• _Задания_:
1 – Укажите, когда, согласно отрывку о Гурджиеве, Успенский получил от Г. два письма.
2 – Перескажите короче абзац отрывка о Гурджиеве, начинающийся словами «Вскоре Гурджиев покидает», сохранив его главные факты.
3 – Воспроизведите без изменений часть отрывка о Гурджиеве, которая открывается словами, содержащими «Вскоре Гурджиев покидает», и завершается словами «заставил меня задуматься.».

• _Отрывок_:
__________________________________________________

Вскоре Гурджиев покидает полыхающую Россию и добирается до Тифлиса. Там он основывает свой первый «Институт гармоничного развития Человека». Речь идет о пустяковом рекламном мероприятии, предваряющем ту шумиху, которая, как он надеется, ждет его в Лондоне, Берлине или Париже.
«В течение лета и осени 1919 года, говорит Успенский, я получил два письма от Г. Он описал мне, что открыл в Тифлисе «Институт гармоничного развития Человека», программа которого была очень обширной. К письму он прилагал проспект, который, по правде говоря, заставил меня задуматься.
Он начинался следующими словами:
«С разрешения Министерства Народного Образования в Тифлисе открыт «Институт гармоничного развития Человека», основанный на системе Г.И.Г. В «Институт» принимаются дети и взрослые обоего пола. Занятия в утреннее и вечернее время. Программа обучения включает: различного рода гимнастику (ритмику, лечебную гимнастику и т. д.), упражнения по развитию воли, памяти, внимания, слуха, мыслительной деятельности, эмоций, интуиции и т. д. и т. п.
Система Г.И.Г., добавлялось в проспекте, была уже опробована на практике в целом ряде крупных городов, таких, как Бомбей, Александрия, Кабул, Нью-Йорк, Чикаго, Христиания, Стокгольм, Москва, Ессентуки, и во всех центрах и филиалах 'истинной интернациональной дружбы трудящихся»!
В конце проспекта находился список «преподавателей-специалистов» «Института гармоничного развития Человека», среди которых я нашел как собственную фамилию, так и фамилии инженеров П. и Ж.; последний был членом одного из наших кружков, жил в то время в Новороссийске и не имел ни малейшего намерения ехать в Тифлис. Г. написал мне, что работает над подготовкой своего балета «Борьба Магов», и, ни намеком не напоминая о всех сложностях в наших прежних отношениях, приглашал меня приехать к нему в Тифлис для сотрудничества. Это было на него очень похоже. Но по разным причинам я не мог в то время поехать в Тифлис. Прежде всего были большие материальные препятствия, а кроме того, трения, возникшие в Ессентуках, оставались для меня вполне реальными. Мое решение покинуть Гурджиева стоило мне очень дорого, и я не мог так легко от него отказаться, тем более что все аргументы Гурджиева казались мне очень сомнительными. Должен признать, что программа «Института гармоничного развития Человека» не очень-то меня вдохновила. Разумеется, я понимал, что в силу обстоятельств Гурджиев был вынужден придать своей работе какую-то внешнюю форму, и она могла показаться карикатурной. Не менее ясно для меня было и то, что за этой формой сохранялось прежнее содержание, оно-то измениться не могло. Но я совсем не был уверен, что смогу приспособиться к подобной форме».

__________________________________________________

• _Фрагменты строк_:

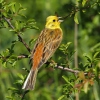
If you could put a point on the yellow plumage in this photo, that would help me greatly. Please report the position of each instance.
(46, 44)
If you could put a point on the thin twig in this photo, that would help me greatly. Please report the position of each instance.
(68, 69)
(19, 37)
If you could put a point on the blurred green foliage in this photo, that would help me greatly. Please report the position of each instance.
(28, 18)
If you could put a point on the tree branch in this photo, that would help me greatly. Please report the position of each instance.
(68, 69)
(19, 37)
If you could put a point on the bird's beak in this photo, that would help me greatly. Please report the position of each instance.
(60, 19)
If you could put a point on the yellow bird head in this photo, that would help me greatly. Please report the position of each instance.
(53, 22)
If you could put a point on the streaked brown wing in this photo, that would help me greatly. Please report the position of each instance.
(47, 43)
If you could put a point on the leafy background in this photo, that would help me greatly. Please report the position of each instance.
(50, 84)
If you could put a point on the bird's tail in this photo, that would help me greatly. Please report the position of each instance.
(29, 83)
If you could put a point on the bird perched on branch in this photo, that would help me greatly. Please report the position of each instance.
(46, 44)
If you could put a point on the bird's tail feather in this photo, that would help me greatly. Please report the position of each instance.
(29, 83)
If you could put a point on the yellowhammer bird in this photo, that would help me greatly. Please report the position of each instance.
(46, 44)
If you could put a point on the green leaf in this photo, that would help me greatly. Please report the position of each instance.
(13, 8)
(5, 24)
(95, 55)
(84, 2)
(1, 1)
(17, 25)
(76, 18)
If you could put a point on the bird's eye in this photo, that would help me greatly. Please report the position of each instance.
(54, 20)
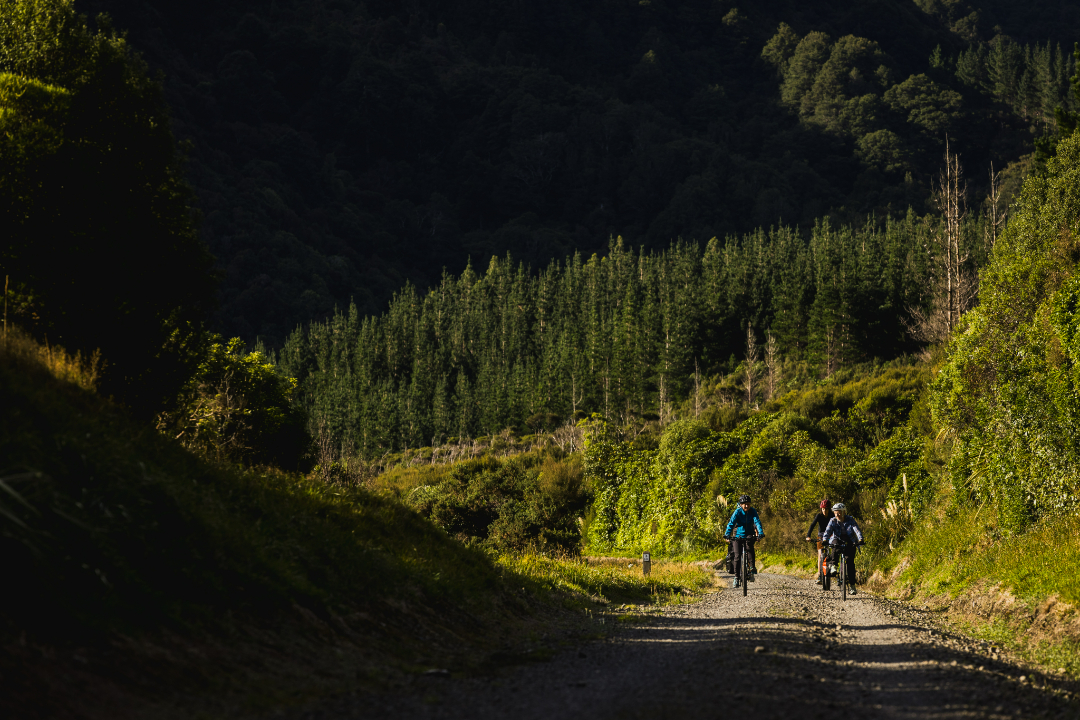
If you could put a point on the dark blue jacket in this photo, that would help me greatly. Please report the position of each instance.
(745, 522)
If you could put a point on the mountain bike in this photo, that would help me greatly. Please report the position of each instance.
(822, 564)
(841, 567)
(743, 560)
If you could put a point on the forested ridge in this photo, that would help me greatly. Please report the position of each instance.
(630, 334)
(339, 149)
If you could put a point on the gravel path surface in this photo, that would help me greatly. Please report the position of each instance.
(787, 650)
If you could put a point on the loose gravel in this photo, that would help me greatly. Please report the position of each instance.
(786, 650)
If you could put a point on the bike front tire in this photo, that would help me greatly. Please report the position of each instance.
(742, 569)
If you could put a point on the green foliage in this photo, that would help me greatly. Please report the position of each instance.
(107, 526)
(337, 157)
(237, 407)
(1010, 392)
(620, 334)
(90, 163)
(509, 505)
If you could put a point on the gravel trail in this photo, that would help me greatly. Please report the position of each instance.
(787, 650)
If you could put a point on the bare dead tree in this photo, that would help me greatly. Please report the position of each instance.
(998, 215)
(575, 395)
(697, 389)
(772, 368)
(954, 287)
(751, 374)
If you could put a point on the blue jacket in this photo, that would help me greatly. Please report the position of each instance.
(743, 521)
(836, 531)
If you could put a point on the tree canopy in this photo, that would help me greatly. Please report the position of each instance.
(98, 236)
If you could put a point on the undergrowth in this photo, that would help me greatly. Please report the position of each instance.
(582, 584)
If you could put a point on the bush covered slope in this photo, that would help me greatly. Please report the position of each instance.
(340, 148)
(1011, 389)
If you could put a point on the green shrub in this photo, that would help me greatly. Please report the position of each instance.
(237, 407)
(509, 505)
(1010, 391)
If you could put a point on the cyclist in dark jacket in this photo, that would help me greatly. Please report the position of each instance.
(818, 529)
(746, 525)
(844, 528)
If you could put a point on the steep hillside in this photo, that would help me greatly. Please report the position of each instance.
(340, 148)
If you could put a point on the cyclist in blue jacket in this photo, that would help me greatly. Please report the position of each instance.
(747, 529)
(844, 528)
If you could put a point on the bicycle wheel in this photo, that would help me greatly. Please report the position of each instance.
(842, 570)
(742, 569)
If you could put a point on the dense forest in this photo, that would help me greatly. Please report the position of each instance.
(630, 334)
(339, 149)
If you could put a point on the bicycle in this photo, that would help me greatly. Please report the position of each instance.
(743, 560)
(822, 564)
(841, 568)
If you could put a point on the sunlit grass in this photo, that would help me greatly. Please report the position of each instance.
(967, 547)
(581, 583)
(82, 371)
(963, 553)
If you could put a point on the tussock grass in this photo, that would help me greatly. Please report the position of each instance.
(791, 561)
(964, 547)
(580, 583)
(108, 525)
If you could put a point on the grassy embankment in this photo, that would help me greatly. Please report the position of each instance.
(142, 579)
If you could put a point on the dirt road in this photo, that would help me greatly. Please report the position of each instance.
(787, 651)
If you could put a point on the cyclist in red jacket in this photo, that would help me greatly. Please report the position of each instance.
(818, 529)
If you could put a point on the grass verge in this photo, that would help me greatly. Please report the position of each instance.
(1021, 592)
(143, 581)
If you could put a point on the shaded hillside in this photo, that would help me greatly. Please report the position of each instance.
(340, 148)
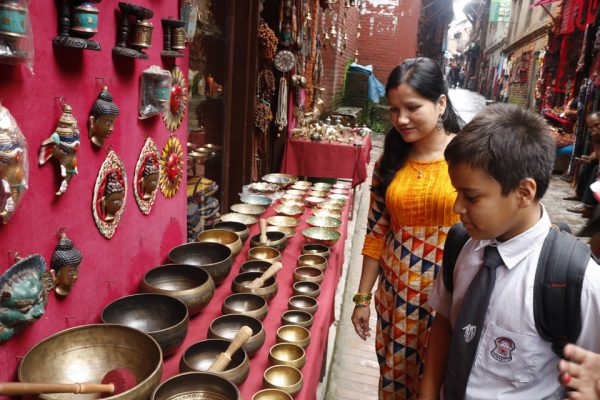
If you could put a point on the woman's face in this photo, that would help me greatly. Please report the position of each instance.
(413, 115)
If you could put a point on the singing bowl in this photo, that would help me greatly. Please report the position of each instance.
(192, 285)
(227, 326)
(303, 303)
(283, 377)
(237, 227)
(248, 209)
(196, 385)
(162, 317)
(264, 253)
(295, 334)
(287, 354)
(312, 260)
(200, 356)
(88, 352)
(223, 236)
(241, 218)
(297, 317)
(215, 258)
(248, 304)
(311, 289)
(324, 236)
(240, 285)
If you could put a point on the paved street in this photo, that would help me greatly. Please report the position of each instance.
(352, 372)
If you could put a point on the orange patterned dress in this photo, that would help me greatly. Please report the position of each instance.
(406, 233)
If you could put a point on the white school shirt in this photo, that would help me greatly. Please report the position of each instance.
(513, 361)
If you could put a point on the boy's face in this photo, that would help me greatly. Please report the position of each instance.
(483, 210)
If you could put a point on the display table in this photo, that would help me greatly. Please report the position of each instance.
(323, 318)
(327, 160)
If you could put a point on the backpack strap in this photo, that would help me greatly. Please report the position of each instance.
(557, 288)
(455, 240)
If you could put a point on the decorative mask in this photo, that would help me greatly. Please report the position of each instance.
(102, 120)
(14, 171)
(64, 265)
(110, 193)
(147, 176)
(63, 145)
(23, 295)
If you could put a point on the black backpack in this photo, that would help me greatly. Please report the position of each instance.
(557, 288)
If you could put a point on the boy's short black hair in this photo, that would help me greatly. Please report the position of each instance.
(509, 143)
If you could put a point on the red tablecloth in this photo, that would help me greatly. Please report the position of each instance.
(323, 318)
(327, 160)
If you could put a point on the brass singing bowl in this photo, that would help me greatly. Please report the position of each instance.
(303, 303)
(287, 354)
(227, 326)
(316, 249)
(223, 236)
(324, 236)
(295, 334)
(200, 356)
(88, 352)
(297, 317)
(249, 304)
(215, 258)
(196, 385)
(283, 377)
(241, 229)
(311, 289)
(162, 317)
(192, 285)
(264, 253)
(240, 285)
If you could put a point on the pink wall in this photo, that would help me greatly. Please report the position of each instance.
(110, 268)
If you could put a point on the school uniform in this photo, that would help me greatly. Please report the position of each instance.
(512, 360)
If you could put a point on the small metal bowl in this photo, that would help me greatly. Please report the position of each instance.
(283, 377)
(311, 289)
(223, 236)
(287, 354)
(227, 326)
(249, 304)
(295, 334)
(297, 317)
(264, 253)
(303, 303)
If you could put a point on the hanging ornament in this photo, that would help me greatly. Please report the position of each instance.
(171, 160)
(147, 176)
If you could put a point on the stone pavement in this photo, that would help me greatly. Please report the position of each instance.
(352, 369)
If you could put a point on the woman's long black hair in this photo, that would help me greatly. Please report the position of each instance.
(425, 77)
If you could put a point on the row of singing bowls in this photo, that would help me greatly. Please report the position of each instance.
(192, 285)
(162, 317)
(215, 258)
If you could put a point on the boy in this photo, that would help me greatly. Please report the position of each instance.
(500, 165)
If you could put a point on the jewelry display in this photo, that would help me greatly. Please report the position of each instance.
(147, 176)
(80, 19)
(171, 160)
(110, 195)
(63, 146)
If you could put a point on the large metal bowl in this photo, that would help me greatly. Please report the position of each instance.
(196, 385)
(192, 285)
(215, 258)
(162, 317)
(86, 353)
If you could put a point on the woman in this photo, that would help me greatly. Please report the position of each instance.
(411, 212)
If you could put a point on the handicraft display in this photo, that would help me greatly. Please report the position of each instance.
(173, 116)
(171, 160)
(14, 170)
(24, 291)
(102, 119)
(147, 176)
(110, 194)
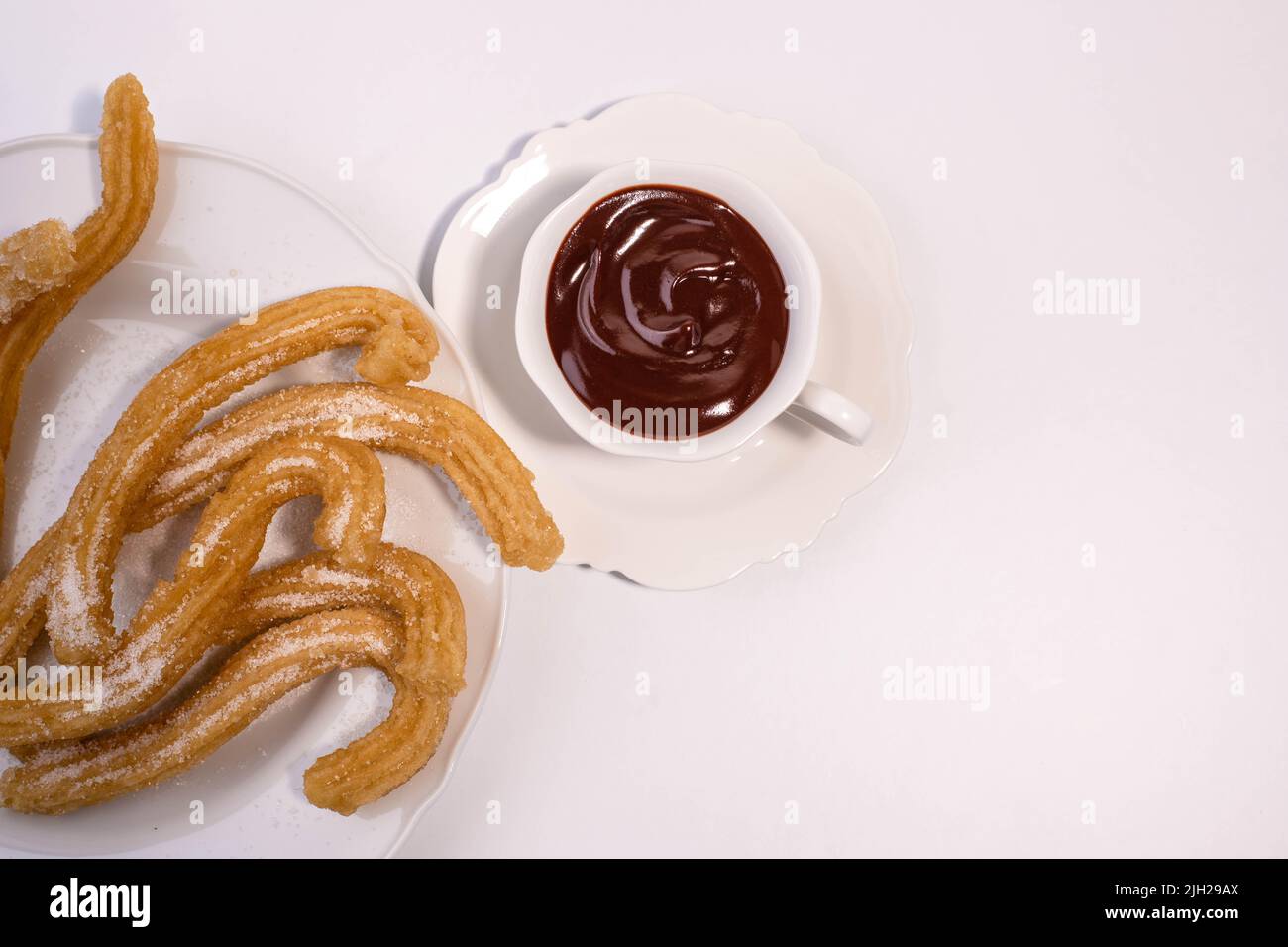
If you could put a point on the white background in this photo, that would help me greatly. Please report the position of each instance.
(1111, 684)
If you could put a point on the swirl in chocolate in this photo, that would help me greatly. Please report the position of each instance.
(664, 298)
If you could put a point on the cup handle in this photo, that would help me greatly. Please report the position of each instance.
(831, 412)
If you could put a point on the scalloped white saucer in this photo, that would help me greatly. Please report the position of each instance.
(688, 526)
(219, 215)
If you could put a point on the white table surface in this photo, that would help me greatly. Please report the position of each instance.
(1115, 723)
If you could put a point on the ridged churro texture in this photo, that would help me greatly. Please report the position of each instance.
(68, 776)
(75, 579)
(423, 425)
(356, 602)
(34, 261)
(181, 618)
(128, 161)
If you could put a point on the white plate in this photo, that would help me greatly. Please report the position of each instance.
(219, 215)
(688, 526)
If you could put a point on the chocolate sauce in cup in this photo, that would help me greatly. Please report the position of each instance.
(675, 316)
(664, 298)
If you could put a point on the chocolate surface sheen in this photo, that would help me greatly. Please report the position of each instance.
(666, 298)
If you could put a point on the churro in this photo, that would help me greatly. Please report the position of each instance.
(420, 424)
(34, 261)
(128, 159)
(180, 618)
(69, 776)
(356, 602)
(72, 586)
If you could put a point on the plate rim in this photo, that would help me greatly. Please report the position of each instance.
(446, 338)
(902, 342)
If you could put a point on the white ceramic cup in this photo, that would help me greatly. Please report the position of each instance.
(789, 390)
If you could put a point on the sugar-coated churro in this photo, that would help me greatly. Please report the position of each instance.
(34, 261)
(424, 425)
(356, 602)
(75, 581)
(68, 776)
(180, 618)
(128, 158)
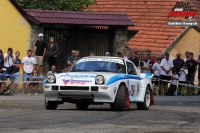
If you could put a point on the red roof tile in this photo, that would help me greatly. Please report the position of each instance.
(150, 18)
(80, 18)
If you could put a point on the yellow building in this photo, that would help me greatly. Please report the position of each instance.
(14, 28)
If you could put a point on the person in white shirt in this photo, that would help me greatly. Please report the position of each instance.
(174, 83)
(186, 56)
(53, 70)
(156, 70)
(166, 72)
(182, 79)
(9, 60)
(28, 65)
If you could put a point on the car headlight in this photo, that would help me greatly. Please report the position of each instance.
(99, 80)
(51, 79)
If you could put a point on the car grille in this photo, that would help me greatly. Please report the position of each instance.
(85, 88)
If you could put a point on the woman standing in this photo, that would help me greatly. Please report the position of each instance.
(52, 51)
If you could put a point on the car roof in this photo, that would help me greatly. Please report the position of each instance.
(109, 57)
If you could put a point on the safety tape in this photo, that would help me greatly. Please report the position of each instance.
(178, 83)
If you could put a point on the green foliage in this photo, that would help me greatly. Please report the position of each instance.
(70, 5)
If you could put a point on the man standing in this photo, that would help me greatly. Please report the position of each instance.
(9, 60)
(166, 72)
(198, 61)
(135, 60)
(17, 65)
(178, 62)
(40, 51)
(148, 52)
(186, 56)
(28, 65)
(53, 70)
(76, 58)
(145, 65)
(192, 68)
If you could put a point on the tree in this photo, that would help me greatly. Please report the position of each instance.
(70, 5)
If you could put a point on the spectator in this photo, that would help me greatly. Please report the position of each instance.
(76, 58)
(174, 82)
(70, 58)
(28, 65)
(192, 67)
(52, 51)
(148, 52)
(182, 79)
(40, 51)
(162, 55)
(145, 65)
(53, 70)
(9, 60)
(107, 54)
(34, 84)
(119, 54)
(17, 66)
(187, 54)
(166, 73)
(92, 53)
(156, 70)
(198, 62)
(128, 55)
(178, 62)
(1, 70)
(135, 60)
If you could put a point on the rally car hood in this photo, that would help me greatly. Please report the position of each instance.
(81, 78)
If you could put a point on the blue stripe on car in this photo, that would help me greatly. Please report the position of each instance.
(121, 77)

__________________________________________________

• _Ответы_:
1 – В течение лета и осени 1919 года.

2 – Гурджиев уезжает из России в Тифлис и основывает там свой первый «Институт гармоничного развития Человека». Это пустяковое рекламное мероприятие, которое предваряет шумиху, ожидаемую им в Лондоне, Берлине или Париже.

3 –
Вскоре Гурджиев покидает полыхающую Россию и добирается до Тифлиса. Там он основывает свой первый «Институт гармоничного развития Человека». Речь идет о пустяковом рекламном мероприятии, предваряющем ту шумиху, которая, как он надеется, ждет его в Лондоне, Берлине или Париже.
«В течение лета и осени 1919 года, говорит Успенский, я получил два письма от Г. Он описал мне, что открыл в Тифлисе «Институт гармоничного развития Человека», программа которого была очень обширной. К письму он прилагал проспект, который, по правде говоря, заставил меня задуматься.